_Assignment_. Copy out, from the entries below, each line holding the string "roof".

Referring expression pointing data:
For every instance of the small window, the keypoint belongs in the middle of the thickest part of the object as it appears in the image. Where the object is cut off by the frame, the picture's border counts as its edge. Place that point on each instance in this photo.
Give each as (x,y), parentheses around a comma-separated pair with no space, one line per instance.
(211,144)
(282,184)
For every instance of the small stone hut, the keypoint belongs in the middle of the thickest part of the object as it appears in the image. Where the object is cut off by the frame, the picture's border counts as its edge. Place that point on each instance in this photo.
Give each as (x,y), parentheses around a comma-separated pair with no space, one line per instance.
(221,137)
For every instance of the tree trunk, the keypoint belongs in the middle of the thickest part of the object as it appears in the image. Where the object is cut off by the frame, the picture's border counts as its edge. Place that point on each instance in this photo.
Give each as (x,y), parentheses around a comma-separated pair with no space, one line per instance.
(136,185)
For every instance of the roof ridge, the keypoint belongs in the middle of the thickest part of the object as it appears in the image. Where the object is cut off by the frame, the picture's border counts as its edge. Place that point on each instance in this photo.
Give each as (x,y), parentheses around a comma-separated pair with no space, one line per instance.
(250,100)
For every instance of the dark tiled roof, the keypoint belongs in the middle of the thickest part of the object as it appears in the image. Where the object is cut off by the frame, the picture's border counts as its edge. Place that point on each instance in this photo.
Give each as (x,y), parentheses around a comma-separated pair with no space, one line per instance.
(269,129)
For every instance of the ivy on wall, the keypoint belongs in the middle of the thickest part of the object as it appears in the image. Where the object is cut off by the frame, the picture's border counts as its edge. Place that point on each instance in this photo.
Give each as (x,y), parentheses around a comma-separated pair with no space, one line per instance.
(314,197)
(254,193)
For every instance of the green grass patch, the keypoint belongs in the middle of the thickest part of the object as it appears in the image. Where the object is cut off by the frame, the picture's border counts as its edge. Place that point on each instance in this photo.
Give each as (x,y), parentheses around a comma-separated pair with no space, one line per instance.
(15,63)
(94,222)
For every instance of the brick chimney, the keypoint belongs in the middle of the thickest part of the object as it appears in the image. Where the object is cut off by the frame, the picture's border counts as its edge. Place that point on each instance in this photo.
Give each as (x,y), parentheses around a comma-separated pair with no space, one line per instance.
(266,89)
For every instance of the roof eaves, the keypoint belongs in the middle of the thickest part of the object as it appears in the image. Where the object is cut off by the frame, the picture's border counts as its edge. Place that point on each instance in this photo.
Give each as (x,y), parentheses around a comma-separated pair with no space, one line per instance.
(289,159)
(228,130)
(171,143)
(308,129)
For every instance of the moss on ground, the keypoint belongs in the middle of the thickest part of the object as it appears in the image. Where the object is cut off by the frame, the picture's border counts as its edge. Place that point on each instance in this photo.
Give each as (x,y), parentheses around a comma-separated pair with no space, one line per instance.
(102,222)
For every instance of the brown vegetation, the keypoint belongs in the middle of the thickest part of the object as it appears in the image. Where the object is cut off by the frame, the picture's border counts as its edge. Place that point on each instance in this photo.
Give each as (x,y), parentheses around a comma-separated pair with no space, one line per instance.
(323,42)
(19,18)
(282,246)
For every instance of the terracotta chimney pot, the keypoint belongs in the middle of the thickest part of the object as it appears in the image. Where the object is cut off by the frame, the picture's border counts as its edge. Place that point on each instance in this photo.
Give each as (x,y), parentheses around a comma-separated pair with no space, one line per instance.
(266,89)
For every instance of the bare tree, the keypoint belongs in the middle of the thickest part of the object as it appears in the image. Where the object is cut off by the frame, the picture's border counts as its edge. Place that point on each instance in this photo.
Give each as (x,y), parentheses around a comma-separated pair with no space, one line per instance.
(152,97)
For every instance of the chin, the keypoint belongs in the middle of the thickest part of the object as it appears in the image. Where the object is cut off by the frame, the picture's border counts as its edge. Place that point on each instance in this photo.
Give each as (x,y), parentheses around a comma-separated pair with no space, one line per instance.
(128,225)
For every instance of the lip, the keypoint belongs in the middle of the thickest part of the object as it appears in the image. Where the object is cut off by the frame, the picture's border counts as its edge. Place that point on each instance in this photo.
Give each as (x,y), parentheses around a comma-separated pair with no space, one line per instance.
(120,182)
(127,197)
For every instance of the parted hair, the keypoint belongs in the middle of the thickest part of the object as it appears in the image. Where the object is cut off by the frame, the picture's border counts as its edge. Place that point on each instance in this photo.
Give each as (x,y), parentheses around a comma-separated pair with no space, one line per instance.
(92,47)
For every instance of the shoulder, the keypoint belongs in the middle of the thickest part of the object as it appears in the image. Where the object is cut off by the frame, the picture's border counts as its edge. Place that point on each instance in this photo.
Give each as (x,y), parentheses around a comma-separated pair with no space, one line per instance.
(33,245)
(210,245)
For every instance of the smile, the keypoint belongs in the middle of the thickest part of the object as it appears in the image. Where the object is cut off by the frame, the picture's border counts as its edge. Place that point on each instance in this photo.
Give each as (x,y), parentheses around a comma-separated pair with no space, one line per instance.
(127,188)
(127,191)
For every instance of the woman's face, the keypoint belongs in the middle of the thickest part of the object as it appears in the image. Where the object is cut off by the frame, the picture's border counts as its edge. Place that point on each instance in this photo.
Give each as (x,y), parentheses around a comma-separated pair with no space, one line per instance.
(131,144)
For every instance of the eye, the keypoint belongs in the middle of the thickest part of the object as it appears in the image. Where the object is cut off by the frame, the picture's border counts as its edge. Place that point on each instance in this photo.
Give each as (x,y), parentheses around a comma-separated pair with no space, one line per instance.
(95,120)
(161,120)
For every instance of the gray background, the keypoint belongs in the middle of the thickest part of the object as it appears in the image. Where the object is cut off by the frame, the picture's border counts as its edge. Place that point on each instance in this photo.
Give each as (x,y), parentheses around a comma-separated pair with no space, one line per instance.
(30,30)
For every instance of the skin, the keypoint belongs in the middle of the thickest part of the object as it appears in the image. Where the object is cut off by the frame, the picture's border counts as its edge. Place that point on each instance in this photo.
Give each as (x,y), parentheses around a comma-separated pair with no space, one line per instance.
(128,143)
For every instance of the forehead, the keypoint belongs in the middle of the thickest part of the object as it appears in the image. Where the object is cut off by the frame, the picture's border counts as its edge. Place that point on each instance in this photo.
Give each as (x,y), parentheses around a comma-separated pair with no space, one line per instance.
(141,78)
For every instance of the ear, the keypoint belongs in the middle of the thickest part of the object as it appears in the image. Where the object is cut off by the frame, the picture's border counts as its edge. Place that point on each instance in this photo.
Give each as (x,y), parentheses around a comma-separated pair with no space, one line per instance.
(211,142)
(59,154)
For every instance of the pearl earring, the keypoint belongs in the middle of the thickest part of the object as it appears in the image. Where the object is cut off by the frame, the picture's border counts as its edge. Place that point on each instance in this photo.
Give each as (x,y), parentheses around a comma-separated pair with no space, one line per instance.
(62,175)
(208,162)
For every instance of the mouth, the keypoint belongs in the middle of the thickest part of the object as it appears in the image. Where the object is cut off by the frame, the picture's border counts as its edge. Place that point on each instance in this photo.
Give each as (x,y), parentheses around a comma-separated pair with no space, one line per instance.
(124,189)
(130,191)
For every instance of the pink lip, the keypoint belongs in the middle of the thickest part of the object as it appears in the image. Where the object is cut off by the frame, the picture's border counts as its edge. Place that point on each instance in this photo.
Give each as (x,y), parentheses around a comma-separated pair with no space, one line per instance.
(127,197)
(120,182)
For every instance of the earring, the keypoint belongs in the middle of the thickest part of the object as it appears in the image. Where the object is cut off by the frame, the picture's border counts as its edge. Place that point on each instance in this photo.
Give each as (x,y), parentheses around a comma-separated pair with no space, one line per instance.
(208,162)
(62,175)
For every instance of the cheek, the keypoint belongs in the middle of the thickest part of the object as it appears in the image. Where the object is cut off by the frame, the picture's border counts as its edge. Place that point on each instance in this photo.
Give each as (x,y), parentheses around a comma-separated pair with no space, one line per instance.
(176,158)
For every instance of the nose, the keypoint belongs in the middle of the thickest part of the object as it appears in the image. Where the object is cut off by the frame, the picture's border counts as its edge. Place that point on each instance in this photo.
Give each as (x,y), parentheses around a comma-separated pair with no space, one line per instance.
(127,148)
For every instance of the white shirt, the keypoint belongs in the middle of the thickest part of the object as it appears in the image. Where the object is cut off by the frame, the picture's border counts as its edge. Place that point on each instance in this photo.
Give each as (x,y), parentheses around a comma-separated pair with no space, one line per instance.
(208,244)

_Task output_.
For every instance of the roof ridge, the keypoint belongs in the middle of the thickest part of the object as it appears in the image. Where the object is cut off by the frame, the picture's border counts as its edge. Place that point on each instance in this photo.
For every instance of the dark tiled roof, the keypoint belongs in the middle of the thickest part of the object as it appears in the image. Where the object is cut off by the frame, the picture's border counts as its edge. Place that point on each instance in this photo.
For every instance of the roof eaves, the keypoint belongs in the middle of the thickest part of the object as it appears in the image. Where the object is cut off by the frame, the picture's border counts as its edge. Place that point on each instance in this photo.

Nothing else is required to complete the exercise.